═════ Source ═════

Le gouvernement aborde le prochain Conseil européen dans un contexte dominé par la crise, qui s'aggrave et s'enkyste même dans certains pays de l'Union. La récession fait son oeuvre destructrice, le chômage augmente partout en Europe. Le contexte de nos discussions, c'est aussi le semestre européen, encadré par le six-pack, le two-pack, et le traité budgétaire. Les Européens sont confrontés à un double exercice : évaluer l'efficience de nos politiques économiques et assurer leur convergence pour accélérer la sortie de crise ; rendre compte de la façon dont nous réduisons nos déficits.
En juin, lorsque nous sommes arrivés en responsabilité, nous avions fixé trois objectifs : relancer la croissance au sein de l'Union européenne par des initiatives équilibrant les politiques de sérieux budgétaire, remettre en ordre le système financier et bancaire, créer les conditions d'un approfondissement de l'Union économique et monétaire ; le tout avec le souci constant d'un renforcement de la solidarité. Les institutions de l'Union européenne sont bien décidées à faire du Conseil européen à venir l'occasion d'un débat sur la pertinence des politiques économiques conduites dans l'Union et l'équilibre à trouver entre croissance, solidarité et sérieux budgétaire.
La question du pacte de croissance de 120 milliards d'euros sera à l'ordre du jour ; il faudra en évaluer les instruments et, lors du Conseil de juin prochain, les résultats concrets. Certains s'interrogent avec plus ou moins de bonne foi sur sa réalité. Il se répartit en trois enveloppes : 55 milliards d'euros de fonds structurels budgétés sur la période 2007-2013 et non dépensés, 60 milliards de prêts de la BEI rendus possibles par sa recapitalisation à hauteur de 10 milliards ; et une première phase de financement des obligations de projets à hauteur de 4,5 milliards d'euros. Sur la première enveloppe, la France peut mobiliser un plancher de 2,2 milliards ; à quoi s'ajoutent potentiellement 7 à 8 milliards si la mobilisation des territoires et des industriels permet d'optimiser le retour des prêts de la BEI. Avec les obligations de projet, la France peut espérer 11 milliards au titre du pacte, soit, avec l'effet de levier, un impact global de 24 milliards d'euros. On le voit, ce plan est tout sauf virtuel.

═════ Données fournies ═════

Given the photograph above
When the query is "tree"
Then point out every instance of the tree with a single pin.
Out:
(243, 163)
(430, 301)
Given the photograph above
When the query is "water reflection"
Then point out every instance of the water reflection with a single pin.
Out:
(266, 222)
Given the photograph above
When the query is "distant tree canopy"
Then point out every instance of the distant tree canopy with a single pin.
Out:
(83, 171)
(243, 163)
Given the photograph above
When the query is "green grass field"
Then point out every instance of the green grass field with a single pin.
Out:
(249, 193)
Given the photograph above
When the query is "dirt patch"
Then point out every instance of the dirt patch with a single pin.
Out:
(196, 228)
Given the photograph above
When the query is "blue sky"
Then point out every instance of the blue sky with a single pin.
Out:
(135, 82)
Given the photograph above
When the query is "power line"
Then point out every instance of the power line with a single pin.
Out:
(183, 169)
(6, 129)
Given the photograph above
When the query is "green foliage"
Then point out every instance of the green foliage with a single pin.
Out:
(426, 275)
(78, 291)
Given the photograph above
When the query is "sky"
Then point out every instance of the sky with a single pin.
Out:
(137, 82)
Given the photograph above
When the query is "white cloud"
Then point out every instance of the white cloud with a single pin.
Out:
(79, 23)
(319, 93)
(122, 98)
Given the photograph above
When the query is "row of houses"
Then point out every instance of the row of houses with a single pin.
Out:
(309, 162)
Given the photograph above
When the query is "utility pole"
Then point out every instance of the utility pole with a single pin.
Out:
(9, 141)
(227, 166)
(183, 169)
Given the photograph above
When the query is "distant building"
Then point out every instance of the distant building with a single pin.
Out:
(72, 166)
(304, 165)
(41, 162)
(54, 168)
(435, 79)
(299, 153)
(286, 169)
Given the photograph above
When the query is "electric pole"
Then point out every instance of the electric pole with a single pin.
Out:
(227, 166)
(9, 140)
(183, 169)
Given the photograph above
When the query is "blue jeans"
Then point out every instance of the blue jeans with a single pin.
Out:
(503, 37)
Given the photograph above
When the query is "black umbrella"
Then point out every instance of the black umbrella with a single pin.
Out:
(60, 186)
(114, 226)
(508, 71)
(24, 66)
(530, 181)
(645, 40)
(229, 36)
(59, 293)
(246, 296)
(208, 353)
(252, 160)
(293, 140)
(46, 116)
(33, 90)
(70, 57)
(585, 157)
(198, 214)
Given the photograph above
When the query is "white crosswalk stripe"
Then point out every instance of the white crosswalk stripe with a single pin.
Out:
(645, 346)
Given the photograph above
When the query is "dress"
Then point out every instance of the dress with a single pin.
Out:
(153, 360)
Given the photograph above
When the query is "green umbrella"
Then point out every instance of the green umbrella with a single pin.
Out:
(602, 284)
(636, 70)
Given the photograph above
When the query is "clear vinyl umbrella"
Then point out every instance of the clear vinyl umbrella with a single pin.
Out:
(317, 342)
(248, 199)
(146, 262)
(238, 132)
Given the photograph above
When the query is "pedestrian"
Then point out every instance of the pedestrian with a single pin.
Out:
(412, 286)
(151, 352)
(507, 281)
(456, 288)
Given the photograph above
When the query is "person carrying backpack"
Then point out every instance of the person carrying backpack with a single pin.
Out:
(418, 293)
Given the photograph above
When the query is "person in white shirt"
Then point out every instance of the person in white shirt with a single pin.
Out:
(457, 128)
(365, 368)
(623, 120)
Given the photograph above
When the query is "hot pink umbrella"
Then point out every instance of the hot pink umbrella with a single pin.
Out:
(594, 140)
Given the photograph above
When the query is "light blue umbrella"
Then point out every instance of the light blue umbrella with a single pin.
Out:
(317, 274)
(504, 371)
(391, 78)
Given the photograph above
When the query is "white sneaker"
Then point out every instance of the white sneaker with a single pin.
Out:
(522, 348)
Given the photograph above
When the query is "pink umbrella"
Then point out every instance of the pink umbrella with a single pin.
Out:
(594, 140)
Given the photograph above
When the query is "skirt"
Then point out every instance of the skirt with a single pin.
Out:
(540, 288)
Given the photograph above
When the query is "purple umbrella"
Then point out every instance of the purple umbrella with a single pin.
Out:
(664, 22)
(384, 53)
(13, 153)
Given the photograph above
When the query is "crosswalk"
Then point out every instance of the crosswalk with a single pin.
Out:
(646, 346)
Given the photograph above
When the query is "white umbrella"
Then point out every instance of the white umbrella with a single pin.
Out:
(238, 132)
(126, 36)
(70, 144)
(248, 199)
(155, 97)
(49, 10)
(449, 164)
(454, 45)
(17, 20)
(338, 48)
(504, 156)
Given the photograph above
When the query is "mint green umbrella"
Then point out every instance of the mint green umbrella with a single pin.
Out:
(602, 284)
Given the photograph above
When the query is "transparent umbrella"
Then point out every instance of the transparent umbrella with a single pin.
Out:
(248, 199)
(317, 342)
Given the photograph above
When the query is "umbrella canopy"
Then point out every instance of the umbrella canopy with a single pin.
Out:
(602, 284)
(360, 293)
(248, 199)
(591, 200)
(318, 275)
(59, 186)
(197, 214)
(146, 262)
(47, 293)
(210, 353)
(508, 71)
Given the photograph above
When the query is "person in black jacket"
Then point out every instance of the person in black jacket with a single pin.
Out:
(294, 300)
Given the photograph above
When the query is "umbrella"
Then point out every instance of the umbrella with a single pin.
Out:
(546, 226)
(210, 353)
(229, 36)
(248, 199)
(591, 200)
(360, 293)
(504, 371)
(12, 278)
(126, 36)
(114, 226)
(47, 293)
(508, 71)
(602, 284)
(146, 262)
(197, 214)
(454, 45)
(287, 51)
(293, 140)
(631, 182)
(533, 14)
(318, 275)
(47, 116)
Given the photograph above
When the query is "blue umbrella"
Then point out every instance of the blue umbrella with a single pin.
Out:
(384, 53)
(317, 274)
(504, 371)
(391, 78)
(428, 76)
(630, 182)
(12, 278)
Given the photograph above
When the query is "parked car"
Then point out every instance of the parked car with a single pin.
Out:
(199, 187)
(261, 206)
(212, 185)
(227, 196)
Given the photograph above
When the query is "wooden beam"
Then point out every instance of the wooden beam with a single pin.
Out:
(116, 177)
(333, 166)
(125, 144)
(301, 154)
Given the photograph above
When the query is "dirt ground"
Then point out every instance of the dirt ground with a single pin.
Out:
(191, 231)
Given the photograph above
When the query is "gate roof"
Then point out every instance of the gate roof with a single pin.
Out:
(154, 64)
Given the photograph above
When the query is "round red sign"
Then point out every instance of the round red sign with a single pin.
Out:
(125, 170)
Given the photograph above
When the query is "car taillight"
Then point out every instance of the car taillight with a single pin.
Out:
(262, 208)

═════
═════ Données fournies ═════

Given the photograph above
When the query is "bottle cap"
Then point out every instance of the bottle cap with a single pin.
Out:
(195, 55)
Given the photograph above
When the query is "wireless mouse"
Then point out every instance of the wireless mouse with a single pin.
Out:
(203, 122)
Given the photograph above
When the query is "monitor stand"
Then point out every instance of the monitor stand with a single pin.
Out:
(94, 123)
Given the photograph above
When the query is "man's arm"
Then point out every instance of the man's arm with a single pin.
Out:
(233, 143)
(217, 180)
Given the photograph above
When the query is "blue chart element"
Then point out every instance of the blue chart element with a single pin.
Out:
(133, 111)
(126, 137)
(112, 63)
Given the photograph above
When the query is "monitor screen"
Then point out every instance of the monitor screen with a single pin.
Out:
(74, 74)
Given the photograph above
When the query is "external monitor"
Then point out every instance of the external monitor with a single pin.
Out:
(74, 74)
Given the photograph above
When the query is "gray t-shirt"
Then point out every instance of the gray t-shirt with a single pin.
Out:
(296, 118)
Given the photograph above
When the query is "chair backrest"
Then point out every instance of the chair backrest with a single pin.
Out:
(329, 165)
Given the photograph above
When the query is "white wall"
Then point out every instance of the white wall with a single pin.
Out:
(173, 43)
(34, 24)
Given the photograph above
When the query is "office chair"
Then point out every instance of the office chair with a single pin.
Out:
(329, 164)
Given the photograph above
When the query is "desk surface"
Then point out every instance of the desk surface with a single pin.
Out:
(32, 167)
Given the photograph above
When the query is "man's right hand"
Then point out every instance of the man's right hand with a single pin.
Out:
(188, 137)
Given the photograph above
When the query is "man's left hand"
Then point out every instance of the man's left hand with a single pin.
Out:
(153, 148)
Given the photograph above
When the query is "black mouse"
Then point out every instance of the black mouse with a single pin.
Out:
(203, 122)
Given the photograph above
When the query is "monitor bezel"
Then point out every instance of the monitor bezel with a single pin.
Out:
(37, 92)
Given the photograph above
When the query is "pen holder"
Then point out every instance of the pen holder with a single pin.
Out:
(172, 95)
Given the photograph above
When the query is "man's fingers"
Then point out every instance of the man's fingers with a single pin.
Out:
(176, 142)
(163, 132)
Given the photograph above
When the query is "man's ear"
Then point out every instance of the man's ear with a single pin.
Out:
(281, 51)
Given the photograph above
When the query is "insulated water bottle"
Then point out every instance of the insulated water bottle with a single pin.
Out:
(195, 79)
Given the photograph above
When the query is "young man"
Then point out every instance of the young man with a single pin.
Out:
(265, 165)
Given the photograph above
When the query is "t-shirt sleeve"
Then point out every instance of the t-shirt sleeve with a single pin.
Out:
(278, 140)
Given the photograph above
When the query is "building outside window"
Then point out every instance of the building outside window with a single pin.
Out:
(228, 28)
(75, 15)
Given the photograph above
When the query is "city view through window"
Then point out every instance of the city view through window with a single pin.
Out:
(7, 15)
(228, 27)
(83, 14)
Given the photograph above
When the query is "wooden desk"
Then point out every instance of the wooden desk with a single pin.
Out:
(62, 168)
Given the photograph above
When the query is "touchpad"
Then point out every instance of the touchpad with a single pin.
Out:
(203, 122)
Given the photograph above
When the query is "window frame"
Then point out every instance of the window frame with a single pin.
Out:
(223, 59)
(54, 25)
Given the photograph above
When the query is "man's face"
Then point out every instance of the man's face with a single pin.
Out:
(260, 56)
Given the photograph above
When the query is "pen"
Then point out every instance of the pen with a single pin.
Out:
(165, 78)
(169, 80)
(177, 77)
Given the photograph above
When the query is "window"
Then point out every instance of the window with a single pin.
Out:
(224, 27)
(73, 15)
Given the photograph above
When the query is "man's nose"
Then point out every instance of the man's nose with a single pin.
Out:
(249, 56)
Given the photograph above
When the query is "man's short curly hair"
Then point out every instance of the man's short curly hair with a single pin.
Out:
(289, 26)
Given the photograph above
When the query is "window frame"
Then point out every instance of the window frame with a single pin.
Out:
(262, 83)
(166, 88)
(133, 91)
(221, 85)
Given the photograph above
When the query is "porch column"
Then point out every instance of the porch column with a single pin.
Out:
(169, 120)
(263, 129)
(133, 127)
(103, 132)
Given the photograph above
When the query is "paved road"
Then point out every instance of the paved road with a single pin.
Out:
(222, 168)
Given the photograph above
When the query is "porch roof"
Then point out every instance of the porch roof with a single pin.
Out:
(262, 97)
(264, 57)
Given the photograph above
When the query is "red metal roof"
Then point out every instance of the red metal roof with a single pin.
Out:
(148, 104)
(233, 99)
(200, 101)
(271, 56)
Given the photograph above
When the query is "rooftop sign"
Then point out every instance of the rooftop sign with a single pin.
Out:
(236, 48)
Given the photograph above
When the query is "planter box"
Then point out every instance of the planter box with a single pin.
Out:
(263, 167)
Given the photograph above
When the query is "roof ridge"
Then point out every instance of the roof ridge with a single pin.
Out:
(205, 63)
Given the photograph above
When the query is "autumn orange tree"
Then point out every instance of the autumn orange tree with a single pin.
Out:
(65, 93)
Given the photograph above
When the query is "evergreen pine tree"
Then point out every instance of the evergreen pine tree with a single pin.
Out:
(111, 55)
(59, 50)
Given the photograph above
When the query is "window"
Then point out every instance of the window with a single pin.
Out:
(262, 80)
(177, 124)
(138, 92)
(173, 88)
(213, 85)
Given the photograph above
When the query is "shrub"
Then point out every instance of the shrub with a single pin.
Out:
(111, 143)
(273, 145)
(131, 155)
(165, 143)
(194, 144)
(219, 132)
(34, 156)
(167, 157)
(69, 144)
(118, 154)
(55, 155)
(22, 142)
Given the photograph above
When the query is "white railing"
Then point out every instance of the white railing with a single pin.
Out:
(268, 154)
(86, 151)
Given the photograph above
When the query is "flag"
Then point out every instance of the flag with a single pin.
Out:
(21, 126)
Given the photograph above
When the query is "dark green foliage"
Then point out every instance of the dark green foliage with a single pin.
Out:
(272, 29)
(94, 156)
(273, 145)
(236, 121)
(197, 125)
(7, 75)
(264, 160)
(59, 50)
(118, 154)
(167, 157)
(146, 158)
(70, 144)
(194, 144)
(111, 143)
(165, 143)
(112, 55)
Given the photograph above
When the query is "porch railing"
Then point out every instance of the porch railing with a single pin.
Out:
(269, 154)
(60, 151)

═════

=== À faire ===
(A) Selon la source, à quelle hauteur la BEI est-elle recapitalisée pour rendre possibles 60 milliards de prêts ?
(B) Rassemblez toutes les lignes des enregistrements qui contiennent la chaîne « outside ».

=== Réponses par tâche ===
(A) À hauteur de 10 milliards d'euros.

(B)
When the query is "building outside window"
Then point out every instance of the building outside window with a single pin.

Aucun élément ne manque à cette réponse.